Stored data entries
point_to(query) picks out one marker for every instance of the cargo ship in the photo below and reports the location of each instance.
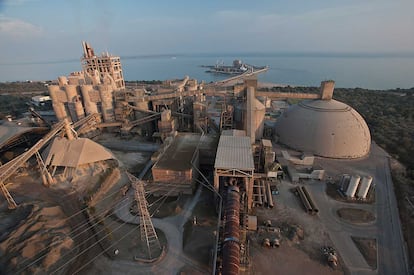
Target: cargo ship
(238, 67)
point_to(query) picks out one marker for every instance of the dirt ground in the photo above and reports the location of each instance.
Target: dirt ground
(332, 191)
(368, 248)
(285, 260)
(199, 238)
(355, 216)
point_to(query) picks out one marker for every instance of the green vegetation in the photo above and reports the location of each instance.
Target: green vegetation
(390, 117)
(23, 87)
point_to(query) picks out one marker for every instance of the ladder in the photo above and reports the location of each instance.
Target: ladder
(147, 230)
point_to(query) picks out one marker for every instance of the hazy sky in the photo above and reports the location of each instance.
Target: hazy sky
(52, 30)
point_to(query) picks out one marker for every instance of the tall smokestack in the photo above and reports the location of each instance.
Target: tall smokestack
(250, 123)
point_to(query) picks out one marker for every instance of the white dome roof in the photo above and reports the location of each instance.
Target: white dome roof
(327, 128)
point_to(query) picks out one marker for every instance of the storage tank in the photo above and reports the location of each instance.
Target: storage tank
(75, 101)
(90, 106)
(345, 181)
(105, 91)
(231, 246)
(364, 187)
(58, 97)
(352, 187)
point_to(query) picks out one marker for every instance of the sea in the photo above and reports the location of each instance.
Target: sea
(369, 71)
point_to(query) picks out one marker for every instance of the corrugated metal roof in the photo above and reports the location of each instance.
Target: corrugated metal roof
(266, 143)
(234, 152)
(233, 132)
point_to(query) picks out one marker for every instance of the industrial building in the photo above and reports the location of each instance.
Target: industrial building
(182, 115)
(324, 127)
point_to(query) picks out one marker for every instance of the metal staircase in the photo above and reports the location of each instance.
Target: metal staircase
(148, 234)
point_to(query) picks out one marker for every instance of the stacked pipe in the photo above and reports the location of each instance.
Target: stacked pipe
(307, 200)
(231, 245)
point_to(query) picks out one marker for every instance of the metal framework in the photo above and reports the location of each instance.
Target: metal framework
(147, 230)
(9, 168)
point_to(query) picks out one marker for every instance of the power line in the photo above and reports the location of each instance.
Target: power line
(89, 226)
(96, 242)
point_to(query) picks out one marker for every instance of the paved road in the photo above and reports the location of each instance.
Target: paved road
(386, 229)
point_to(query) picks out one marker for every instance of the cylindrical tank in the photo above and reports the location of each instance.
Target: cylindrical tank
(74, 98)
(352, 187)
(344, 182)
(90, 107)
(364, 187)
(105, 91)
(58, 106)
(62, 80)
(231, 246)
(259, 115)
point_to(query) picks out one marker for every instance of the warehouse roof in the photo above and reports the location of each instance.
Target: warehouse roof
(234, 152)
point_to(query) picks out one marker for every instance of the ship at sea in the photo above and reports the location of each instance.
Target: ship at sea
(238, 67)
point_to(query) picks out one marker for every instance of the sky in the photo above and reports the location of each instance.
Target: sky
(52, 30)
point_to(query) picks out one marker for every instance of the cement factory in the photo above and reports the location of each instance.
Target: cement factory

(Work item):
Where a line of the data contains "factory", copy that line.

(Expected answer):
point_to(query) picks out one marker for every instance of the cement factory in the photo above and reports the location of each instance.
Target: cement factory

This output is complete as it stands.